Maintaining and restoring health requires that the needy find alternatives to the dominant institutional order. Immigrants and their advocates are not entirely helpless and, by dint of ingenuity and effort, they have developed several options. These coping mechanisms fall into three categories: informal medicine, organized compassion, and transnational care.

a. Informal Service Providers

The barriers and expenses of formal health care have led to the emergence of an informal medical sector. While such care cannot provide surgical and other major services, it can offer primary assistance, seek to alleviate chronic conditions, and offer a measure of psychological comfort. Folk medicine proliferates in immigrant areas, staffed by healers claiming either supernatural powers or special expertise. African-inspired religious sects such as Santeria in Cuba or voodoo in Haiti and the West Indies provide a variety of potions, prayers, and rites to deal with life contingencies, including ill health. Popular pharmacies, known as botanicas, furnish herbal concoctions against many ailments, from diabetes and depression to unrequited love (Stepick et al. 2000; Fernandez-Kelly and Konczal 2005). Among Mexican and Central Americans, they are supplemented by other folk beliefs that endow curanderos, sobadores, and parteras with authority. Curanderos are general-purpose healers; sobadores seek to cure by friction and massage; parteras are folk midwives. Folk medicine has a widespread hold over rural migrants in both California and Florida.

A second type of informal health services is provided by unlicensed doctors, dentists, and other health professionals. This kind of “grey medicine” is offered mostly by individuals trained abroad, commonly in the same country as their patients. Having failed to pass accreditation tests required to practice in the United States or not even having attempted to do so, such professionals earn a living by supplying necessary services in immigrant communities. Not only poor workers, but better-off professionals make use of these informal providers. The reason, in addition to their lower costs, is the greater familiarity, comfort, and trust that a common culture can foster. Because the American health system is often regarded as impersonal and bureaucratic, the warmth received from a co-ethnic doctor can compensate for lack of equipment or up-to-date expertise. This type of grey medicine flourishes in areas of high immigrant concentration, especially those characterized by a diversified entrepreneurial base. Chinatowns, “Little Saigons,” and “Little Havanas” are places where informal health services commonly thrive (Portes and Stepick 1993).

Records ▸
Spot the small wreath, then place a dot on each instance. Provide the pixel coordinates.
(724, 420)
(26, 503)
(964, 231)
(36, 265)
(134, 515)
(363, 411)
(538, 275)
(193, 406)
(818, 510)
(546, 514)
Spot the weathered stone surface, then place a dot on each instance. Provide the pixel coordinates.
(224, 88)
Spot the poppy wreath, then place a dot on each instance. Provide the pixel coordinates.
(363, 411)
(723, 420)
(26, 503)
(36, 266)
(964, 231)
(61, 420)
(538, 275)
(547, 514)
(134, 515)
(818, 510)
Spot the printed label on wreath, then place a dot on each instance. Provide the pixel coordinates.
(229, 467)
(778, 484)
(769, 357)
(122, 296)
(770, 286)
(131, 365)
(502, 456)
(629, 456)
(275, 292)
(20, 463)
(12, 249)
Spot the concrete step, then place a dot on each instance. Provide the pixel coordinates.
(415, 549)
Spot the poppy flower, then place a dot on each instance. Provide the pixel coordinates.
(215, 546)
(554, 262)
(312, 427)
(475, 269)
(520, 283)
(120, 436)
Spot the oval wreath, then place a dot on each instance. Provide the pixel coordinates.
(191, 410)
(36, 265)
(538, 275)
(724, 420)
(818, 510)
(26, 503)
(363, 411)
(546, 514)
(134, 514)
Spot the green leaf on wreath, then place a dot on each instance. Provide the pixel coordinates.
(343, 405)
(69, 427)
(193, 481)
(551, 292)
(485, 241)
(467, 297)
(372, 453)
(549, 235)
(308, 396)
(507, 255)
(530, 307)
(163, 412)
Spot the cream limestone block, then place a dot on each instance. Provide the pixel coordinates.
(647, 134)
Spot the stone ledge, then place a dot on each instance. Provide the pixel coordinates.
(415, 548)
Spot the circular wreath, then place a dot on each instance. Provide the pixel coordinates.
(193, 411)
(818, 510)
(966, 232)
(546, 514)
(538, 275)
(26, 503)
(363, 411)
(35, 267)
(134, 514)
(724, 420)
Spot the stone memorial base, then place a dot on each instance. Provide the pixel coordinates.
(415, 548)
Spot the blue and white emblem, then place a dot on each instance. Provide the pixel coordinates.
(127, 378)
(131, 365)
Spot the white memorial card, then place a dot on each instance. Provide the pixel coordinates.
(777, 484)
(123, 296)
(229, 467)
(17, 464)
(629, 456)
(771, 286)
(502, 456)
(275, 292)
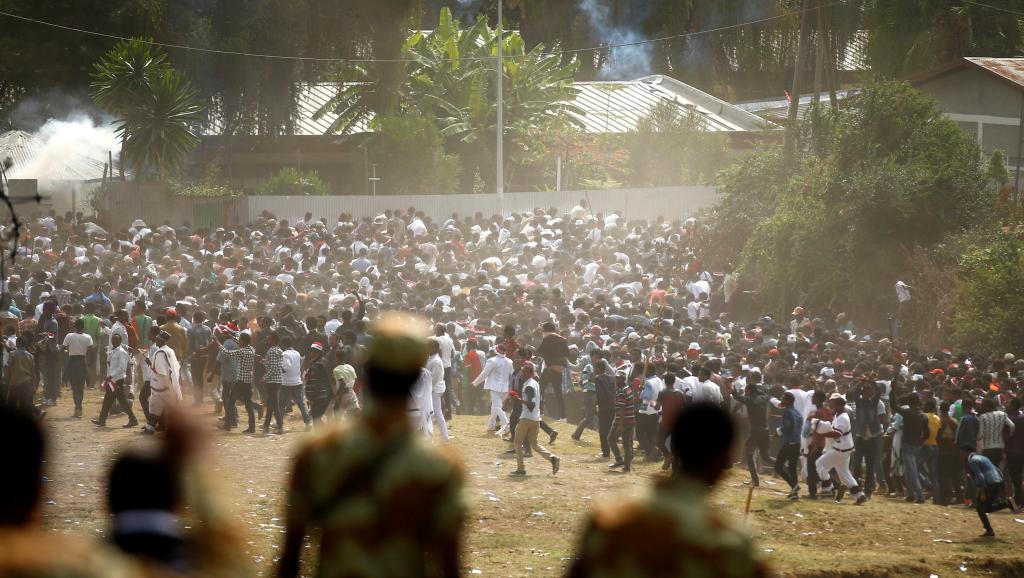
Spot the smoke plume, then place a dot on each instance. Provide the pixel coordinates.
(72, 141)
(625, 63)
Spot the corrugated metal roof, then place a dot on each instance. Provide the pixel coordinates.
(609, 107)
(617, 107)
(28, 155)
(778, 109)
(1009, 69)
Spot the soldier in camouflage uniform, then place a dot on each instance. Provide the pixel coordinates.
(387, 503)
(26, 549)
(672, 531)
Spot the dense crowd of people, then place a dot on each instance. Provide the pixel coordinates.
(616, 325)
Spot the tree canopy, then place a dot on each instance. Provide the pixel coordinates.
(872, 182)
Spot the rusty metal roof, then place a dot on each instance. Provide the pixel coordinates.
(1009, 69)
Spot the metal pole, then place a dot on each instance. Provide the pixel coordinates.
(501, 121)
(1020, 143)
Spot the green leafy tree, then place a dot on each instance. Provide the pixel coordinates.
(411, 158)
(156, 107)
(990, 304)
(450, 77)
(292, 181)
(907, 37)
(837, 232)
(674, 147)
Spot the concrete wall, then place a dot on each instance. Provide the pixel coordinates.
(984, 107)
(156, 206)
(671, 202)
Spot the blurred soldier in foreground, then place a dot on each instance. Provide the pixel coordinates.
(387, 504)
(156, 495)
(673, 531)
(26, 549)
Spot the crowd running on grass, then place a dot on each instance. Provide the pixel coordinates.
(380, 333)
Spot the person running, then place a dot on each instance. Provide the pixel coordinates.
(788, 454)
(410, 495)
(529, 423)
(625, 421)
(78, 344)
(987, 482)
(115, 386)
(839, 445)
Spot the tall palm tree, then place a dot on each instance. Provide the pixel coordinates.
(156, 107)
(450, 77)
(159, 131)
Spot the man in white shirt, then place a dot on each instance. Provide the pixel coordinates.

Task details ▸
Write the next part of the passage about immigrants' alternatives to formal health care, picking up right after its final sentence.

Exercise answer ▸
b. Institutionalized Compassion

Along with the informal medical sector, the most important source of assistance for immigrants, especially the unauthorized, are non-profit hospitals and clinics that operate on a philosophy of health care as a human right. These are mostly, but not always, religiously-affiliated institutions with a “sense of mission” to assist the poor. Such hospitals cater to paying patients and strive to maintain a healthy bottom line, but they set apart a portion of their resources for charity care in the form of family clinics, “walk-in” clinics, pre-natal and post-natal care, unreimbursed specialized services, and various outreach programs.

Some non-profit hospitals also fall into this category. Hospitals in the Robert Wood Johnson system in New Jersey define themselves as community service institutions and seek to fulfill this mission either through family or walk-in clinics on their premises or through support of other free clinics. Clinics dispense primary or preventive care, but patients requiring special attention are able to see specialists and, when necessary, they are granted hospital admission. Institutional compassion is costly and finance officers in these hospitals must juggle revenue sources to make ends meet.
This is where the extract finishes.